EXERCISE: Here is a block of records. Copy every line in it that includes "hair".

Data items
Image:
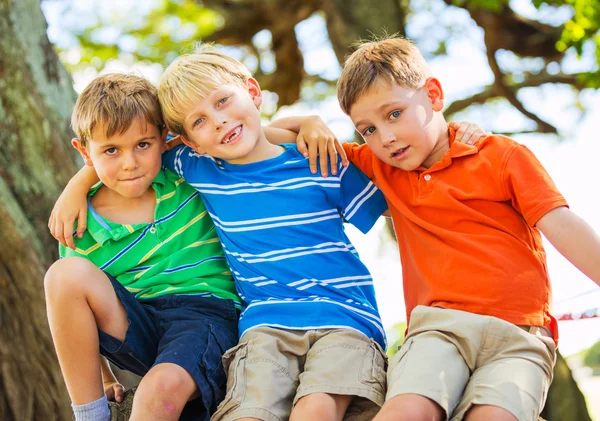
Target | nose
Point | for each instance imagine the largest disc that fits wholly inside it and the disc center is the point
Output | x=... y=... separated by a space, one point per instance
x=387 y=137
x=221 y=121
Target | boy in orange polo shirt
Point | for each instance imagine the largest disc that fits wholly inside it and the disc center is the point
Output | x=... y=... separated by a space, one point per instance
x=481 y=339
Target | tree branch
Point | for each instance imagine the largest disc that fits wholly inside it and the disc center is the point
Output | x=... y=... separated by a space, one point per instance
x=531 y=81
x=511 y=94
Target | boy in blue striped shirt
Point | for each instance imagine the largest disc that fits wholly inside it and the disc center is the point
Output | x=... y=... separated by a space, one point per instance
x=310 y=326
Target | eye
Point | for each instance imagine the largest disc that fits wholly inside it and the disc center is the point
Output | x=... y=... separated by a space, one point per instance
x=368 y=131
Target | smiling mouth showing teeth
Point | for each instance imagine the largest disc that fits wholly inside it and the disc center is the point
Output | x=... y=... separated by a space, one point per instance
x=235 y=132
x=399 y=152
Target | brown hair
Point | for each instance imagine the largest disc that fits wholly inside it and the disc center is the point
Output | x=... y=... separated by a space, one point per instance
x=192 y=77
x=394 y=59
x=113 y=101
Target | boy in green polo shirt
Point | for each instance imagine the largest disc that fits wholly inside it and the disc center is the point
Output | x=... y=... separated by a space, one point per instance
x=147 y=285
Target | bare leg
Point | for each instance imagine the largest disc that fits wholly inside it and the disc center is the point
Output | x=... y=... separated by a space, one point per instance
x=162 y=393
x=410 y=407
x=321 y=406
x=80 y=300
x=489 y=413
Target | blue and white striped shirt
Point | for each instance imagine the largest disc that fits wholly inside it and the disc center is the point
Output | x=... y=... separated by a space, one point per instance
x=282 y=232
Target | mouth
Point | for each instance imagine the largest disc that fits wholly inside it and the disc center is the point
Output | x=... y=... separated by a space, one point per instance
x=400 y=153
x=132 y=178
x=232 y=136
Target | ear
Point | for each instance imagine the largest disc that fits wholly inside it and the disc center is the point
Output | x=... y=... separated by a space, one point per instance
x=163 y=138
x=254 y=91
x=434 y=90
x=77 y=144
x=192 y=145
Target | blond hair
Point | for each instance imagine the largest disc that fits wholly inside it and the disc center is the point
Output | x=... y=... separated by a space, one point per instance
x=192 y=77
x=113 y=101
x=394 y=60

...

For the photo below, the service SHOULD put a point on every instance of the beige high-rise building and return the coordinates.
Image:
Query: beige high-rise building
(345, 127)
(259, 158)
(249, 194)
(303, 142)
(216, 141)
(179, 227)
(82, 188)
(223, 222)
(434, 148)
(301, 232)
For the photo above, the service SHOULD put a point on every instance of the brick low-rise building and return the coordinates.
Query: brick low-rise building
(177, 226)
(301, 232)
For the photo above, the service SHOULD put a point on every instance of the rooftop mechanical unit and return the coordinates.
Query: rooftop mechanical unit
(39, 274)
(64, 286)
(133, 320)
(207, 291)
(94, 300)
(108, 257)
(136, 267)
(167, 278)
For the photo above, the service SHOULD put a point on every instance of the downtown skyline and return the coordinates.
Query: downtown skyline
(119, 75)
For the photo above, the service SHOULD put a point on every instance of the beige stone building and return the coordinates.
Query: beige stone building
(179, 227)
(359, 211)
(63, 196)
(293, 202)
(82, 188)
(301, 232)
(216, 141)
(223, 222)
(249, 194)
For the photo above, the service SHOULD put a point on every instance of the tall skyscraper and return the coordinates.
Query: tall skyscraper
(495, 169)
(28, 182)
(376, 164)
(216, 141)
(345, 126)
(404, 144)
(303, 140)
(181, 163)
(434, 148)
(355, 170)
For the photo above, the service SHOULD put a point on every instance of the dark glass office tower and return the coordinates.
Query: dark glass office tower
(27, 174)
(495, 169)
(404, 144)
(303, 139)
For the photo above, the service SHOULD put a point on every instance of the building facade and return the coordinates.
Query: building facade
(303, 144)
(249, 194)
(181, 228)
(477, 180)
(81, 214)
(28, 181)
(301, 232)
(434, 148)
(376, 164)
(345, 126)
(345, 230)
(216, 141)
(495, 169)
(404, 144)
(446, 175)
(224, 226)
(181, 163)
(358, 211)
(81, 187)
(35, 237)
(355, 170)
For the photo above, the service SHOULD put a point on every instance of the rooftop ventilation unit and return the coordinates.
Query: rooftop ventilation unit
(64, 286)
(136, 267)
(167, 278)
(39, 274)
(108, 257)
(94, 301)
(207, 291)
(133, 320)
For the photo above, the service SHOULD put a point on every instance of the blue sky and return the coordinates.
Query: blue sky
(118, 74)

RESPONSE AREA:
Target | brown hair
Target | blond hair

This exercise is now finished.